"Eine Auszeit ist immer gut"

Werner Mezger im Gespräch mit Nana Brink · 16.02.2012
Karneval, Fasching, Fastnacht: Die närrische Zeit hat viele Namen und eine lange Geschichte. Ursprünglich sei Karneval eine Zeit gewesen, in der der Alltag "den Atem anhält", sagt der Volkskundler Werner Mezger von der Universität Freiburg. Idealerweise verkehre die Fastnacht alle Ordnung.
Nana Brink: Ab heute, so kann man wohl sagen, herrscht im Rheinland, und nicht nur da, in den kommenden Tagen Ausnahmezustand. Heute Abend beginnt die intensive närrische Zeit, der Karneval mit der Weiberfastnacht, und am Aschermittwoch ist bekanntermaßen alles vorbei. Dazwischen liegen sechs Tage, in denen viele von uns Fasching feiern, die Fastnacht, also quasi den Vorabend der Fastenzeit, zum Teil ziemlich heftig und unter Aussetzung normaler Verhaltensweisen. Am Telefon ist jetzt Professor Werner Mezger vom Institut für Volkskunde an der Uni Freiburg. Schönen guten Morgen, Herr Mezger – oder wie sagt man denn bei Ihnen eigentlich in diesen Tagen?

Werner Mezger: Heute müsste man in Freiburg eigentlich Narri-Narro sagen. So begrüßt man sich, ist nicht besonders intelligent, aber Narren dürfen ja auch mal ein bißchen logisch daneben sein.

Brink: Was ist schon intelligent in diesen Tagen? Vielleicht muss es das auch gar nicht sein. Der Ursprung der Fastnacht rührt ja aus dem Mittelalter. Wie viel steckt davon eigentlich noch in den heutigen Traditionen?

Mezger: Fastnacht ist natürlich nicht monokausal zu erklären, die hat mehrere Gründe. Sie ist zum einen ganz sicherlich eine Folge des Agrarzyklus an der Wende vom Winter zum Frühling, zur warmen Jahreszeit ist noch mal gefeiert worden, denn die Arbeitsrhythmen sind umgestellt worden und im Sommer konnte man einfach nicht so viel feiern, da war Feldarbeit angesagt. Das ist das eine, die zweite Ursprungsschicht hat ganz sicherlich etwas mit dem alten Kalender zu tun. Die Römer hatten ja ursprünglich ein Jahr mit nur zehn Monaten, an das sie dann später noch zwei Monate angehängt haben, den Januar und den Februar. Den haben sie später an den Anfang des Jahres gestellt, diesen Anhang, und diese zwei Monate, Januar und Februar, gelten zum Beispiel noch bis heute in Spanien als die "meses irregulares", also die unregulären, die irregulären Monate, und in denen darf man auch irreguläre Bräuche vollziehen

Und last but not least, die wichtigste Prägung hat die Fastnacht natürlich erhalten durch die Fastenzeit, die die katholische Kirche vors Osterfest gelegt hat: 40 Tage Abstinenz, die mit dem Aschermittwoch beginnen, und da war davor einfach noch mal ein Schwellenfest nötig, bei dem man sich austoben durfte und alles tun und lassen durfte, was in der Fastenzeit untersagt war. Das sind die drei Wurzeln.

### SCHRIFTLICHE AUFGABE A
Gib die Zeilen der Einträge von der Zeile mit „lake water is“ bis zum Ende der Einträge erneut wieder und ersetze darin „automated caption“ durch „generated caption“, ohne sonst etwas zu verändern.

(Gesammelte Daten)

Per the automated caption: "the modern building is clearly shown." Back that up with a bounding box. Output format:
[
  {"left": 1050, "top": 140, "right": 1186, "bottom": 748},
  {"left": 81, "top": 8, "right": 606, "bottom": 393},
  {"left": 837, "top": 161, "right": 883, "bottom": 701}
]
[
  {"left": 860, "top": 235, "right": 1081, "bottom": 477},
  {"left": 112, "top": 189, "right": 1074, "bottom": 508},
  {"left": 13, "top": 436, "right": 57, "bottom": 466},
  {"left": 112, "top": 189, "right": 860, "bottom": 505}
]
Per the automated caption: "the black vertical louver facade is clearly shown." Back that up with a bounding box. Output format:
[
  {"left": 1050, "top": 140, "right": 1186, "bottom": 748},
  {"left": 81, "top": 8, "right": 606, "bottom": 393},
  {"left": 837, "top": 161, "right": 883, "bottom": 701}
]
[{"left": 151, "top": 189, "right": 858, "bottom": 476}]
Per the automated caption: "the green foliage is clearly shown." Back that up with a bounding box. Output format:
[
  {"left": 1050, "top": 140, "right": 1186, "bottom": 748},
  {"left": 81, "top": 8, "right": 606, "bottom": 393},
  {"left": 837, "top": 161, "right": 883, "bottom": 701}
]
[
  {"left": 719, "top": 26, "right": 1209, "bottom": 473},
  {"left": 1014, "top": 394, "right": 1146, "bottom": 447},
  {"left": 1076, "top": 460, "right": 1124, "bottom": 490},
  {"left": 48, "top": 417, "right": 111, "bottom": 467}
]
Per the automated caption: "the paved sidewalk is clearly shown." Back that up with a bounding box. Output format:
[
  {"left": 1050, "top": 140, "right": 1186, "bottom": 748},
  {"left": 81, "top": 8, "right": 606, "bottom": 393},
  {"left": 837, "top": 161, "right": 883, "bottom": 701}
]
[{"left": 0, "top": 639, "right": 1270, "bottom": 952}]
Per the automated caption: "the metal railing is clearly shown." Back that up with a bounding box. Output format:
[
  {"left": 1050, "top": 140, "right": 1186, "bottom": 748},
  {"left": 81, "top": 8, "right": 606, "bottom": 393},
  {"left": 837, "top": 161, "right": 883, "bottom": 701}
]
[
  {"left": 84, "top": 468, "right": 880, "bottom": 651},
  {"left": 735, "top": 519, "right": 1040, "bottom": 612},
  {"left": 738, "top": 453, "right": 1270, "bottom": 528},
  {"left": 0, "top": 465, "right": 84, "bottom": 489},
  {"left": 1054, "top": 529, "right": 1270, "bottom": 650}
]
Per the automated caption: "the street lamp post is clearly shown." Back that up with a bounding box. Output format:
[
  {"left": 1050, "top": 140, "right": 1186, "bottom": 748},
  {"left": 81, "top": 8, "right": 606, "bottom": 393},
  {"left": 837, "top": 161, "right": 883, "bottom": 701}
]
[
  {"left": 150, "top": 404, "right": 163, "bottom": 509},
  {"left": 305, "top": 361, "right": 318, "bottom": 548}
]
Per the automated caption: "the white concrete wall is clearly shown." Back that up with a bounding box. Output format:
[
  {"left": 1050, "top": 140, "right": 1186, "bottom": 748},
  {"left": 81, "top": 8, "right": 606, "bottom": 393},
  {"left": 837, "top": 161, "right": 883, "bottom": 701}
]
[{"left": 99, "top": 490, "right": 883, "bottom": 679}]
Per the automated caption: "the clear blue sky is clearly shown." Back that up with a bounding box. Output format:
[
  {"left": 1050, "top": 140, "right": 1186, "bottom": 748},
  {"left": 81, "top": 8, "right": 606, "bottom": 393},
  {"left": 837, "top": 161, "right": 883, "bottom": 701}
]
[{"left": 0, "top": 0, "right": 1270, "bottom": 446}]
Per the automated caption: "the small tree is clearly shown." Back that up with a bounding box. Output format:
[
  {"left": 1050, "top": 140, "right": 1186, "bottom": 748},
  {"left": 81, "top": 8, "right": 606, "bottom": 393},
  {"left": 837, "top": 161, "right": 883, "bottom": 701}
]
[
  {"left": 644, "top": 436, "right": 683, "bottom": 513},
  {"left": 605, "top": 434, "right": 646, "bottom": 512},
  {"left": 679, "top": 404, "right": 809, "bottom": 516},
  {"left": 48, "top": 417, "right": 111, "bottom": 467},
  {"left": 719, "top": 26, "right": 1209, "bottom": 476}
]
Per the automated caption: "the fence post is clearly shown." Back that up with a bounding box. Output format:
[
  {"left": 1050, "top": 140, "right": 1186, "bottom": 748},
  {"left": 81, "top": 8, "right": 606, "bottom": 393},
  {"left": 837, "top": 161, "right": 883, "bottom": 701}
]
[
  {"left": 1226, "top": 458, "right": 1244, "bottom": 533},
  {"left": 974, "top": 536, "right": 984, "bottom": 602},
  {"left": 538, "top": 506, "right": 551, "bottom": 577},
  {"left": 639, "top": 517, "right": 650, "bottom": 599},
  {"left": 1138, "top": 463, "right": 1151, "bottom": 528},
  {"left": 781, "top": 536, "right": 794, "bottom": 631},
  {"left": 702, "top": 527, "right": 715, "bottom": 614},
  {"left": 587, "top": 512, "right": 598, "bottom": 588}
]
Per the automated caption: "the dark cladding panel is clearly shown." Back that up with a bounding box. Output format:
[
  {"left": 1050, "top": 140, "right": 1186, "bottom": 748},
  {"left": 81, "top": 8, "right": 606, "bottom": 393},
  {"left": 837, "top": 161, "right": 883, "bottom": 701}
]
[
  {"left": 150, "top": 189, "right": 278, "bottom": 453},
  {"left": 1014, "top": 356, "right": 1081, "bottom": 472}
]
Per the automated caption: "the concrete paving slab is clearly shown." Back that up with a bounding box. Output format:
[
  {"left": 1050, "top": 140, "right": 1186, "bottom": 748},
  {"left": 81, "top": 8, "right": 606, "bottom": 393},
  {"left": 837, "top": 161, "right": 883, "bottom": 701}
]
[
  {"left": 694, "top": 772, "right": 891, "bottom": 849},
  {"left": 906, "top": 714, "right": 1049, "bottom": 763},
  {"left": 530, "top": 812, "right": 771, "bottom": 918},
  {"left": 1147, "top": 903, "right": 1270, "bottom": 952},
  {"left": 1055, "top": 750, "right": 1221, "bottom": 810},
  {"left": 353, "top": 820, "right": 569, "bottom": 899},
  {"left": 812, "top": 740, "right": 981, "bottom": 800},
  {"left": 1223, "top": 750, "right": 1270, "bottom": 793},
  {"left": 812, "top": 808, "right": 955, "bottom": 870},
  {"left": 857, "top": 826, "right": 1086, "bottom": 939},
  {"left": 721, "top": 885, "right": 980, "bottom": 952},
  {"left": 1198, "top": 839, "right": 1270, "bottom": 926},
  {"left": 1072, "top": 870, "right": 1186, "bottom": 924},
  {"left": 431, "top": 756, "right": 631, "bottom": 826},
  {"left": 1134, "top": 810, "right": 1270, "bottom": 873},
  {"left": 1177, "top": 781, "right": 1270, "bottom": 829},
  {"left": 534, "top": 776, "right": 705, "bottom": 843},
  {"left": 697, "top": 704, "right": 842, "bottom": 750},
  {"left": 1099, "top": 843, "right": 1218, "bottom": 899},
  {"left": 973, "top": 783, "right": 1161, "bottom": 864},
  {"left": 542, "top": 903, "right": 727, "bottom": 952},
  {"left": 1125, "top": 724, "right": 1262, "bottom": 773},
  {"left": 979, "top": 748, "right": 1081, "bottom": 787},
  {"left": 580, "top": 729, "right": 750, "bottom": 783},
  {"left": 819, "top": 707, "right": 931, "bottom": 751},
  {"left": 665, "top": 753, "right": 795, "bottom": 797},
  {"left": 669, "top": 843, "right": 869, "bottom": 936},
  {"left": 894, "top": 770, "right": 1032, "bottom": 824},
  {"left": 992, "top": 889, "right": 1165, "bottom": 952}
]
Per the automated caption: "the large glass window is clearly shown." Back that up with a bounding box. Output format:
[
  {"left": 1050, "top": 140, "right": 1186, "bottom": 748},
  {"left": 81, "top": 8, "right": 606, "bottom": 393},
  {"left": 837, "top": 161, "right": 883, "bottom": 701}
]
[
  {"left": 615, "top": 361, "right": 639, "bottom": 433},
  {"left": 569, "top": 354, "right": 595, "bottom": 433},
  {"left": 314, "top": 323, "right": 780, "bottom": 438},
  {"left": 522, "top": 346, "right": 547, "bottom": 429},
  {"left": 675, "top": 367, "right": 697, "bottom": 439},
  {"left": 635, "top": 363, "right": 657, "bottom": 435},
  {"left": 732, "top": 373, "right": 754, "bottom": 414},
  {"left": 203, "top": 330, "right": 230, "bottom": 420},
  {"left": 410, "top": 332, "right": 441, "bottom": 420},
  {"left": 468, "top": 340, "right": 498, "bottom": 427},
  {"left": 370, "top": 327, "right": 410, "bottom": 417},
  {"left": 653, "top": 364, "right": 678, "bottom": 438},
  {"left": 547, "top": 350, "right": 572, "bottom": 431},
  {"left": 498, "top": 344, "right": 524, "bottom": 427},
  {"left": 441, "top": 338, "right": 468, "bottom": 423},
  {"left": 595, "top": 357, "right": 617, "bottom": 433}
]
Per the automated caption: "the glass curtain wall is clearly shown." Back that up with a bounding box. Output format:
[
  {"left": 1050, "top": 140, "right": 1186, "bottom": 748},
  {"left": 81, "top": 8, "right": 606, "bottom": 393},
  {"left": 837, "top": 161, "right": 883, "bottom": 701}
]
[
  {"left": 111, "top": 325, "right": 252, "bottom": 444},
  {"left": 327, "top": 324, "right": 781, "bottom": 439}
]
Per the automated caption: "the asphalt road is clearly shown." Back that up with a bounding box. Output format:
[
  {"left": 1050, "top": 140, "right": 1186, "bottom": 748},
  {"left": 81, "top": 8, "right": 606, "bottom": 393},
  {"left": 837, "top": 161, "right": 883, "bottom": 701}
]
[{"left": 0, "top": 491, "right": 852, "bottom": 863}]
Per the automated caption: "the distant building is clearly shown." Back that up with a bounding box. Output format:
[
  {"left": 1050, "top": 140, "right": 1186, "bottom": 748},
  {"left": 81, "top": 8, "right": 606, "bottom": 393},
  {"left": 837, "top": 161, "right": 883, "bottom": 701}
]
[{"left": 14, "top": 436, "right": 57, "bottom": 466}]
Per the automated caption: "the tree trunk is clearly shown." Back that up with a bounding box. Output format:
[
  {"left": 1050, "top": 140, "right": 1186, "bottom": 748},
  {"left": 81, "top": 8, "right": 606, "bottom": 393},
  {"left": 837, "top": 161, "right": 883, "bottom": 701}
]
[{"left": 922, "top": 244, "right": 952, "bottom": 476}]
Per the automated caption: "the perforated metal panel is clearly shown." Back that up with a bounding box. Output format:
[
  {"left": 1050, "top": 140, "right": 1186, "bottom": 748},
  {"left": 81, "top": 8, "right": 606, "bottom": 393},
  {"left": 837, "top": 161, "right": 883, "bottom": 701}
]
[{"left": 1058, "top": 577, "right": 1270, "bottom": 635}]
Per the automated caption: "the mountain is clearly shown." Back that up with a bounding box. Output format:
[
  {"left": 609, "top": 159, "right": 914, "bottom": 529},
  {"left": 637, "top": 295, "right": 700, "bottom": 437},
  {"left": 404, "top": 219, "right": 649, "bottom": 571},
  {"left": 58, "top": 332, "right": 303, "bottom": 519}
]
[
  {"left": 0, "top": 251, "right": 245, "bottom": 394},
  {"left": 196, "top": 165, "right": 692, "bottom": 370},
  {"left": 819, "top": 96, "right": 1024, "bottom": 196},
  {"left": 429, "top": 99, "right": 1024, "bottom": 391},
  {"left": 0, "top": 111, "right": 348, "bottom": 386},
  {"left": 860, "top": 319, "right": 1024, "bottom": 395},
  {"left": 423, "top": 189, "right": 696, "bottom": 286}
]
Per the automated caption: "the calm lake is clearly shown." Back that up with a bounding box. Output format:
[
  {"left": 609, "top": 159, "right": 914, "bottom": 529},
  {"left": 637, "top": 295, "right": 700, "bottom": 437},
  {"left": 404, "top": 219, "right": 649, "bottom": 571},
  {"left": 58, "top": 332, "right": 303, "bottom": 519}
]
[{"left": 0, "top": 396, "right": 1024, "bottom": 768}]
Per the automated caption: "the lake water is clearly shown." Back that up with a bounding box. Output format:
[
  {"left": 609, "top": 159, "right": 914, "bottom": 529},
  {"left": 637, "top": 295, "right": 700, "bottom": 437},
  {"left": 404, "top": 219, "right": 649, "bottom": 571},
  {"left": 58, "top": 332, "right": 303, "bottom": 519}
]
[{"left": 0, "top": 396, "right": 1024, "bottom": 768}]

### SCHRIFTLICHE AUFGABE B
Zähle alle Ursprünge der Fastnacht auf, die Werner Mezger im Interview über die närrische Zeit nennt.

### VOLLSTÄNDIGE AUSGABE A
Per the generated caption: "the lake water is clearly shown." Back that up with a bounding box. Output format:
[
  {"left": 609, "top": 159, "right": 914, "bottom": 529},
  {"left": 637, "top": 295, "right": 700, "bottom": 437},
  {"left": 404, "top": 219, "right": 649, "bottom": 571},
  {"left": 58, "top": 332, "right": 303, "bottom": 519}
]
[{"left": 0, "top": 396, "right": 1024, "bottom": 768}]

### VOLLSTÄNDIGE AUSGABE B
- der Agrarzyklus an der Wende vom Winter zum Frühling
- der alte Kalender der Römer, an deren Jahr mit zehn Monaten später Januar und Februar angehängt wurden
- die Fastenzeit, die die katholische Kirche vor das Osterfest gelegt hat